__WHAT TO PRODUCE__:
Pick out each line below containing "point".

___ MATERIAL SUPPLIED ___

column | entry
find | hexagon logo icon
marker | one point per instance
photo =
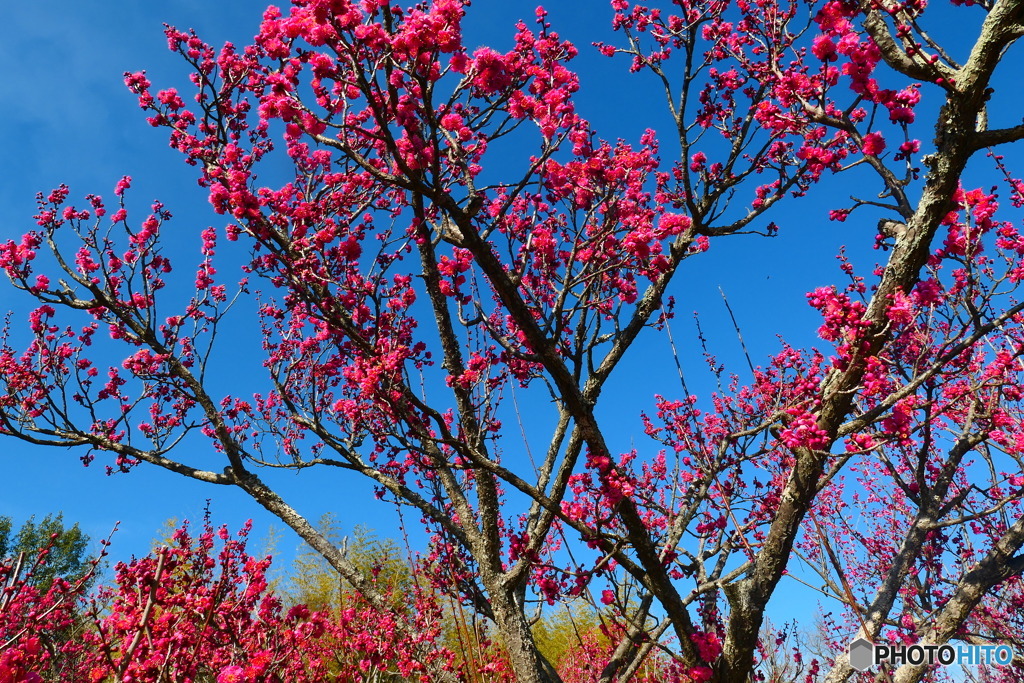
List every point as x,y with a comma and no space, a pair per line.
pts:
861,653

___

__RESPONSE BOX__:
marker | one point per instance
List every point as x,y with a comma and no space, a pair per line.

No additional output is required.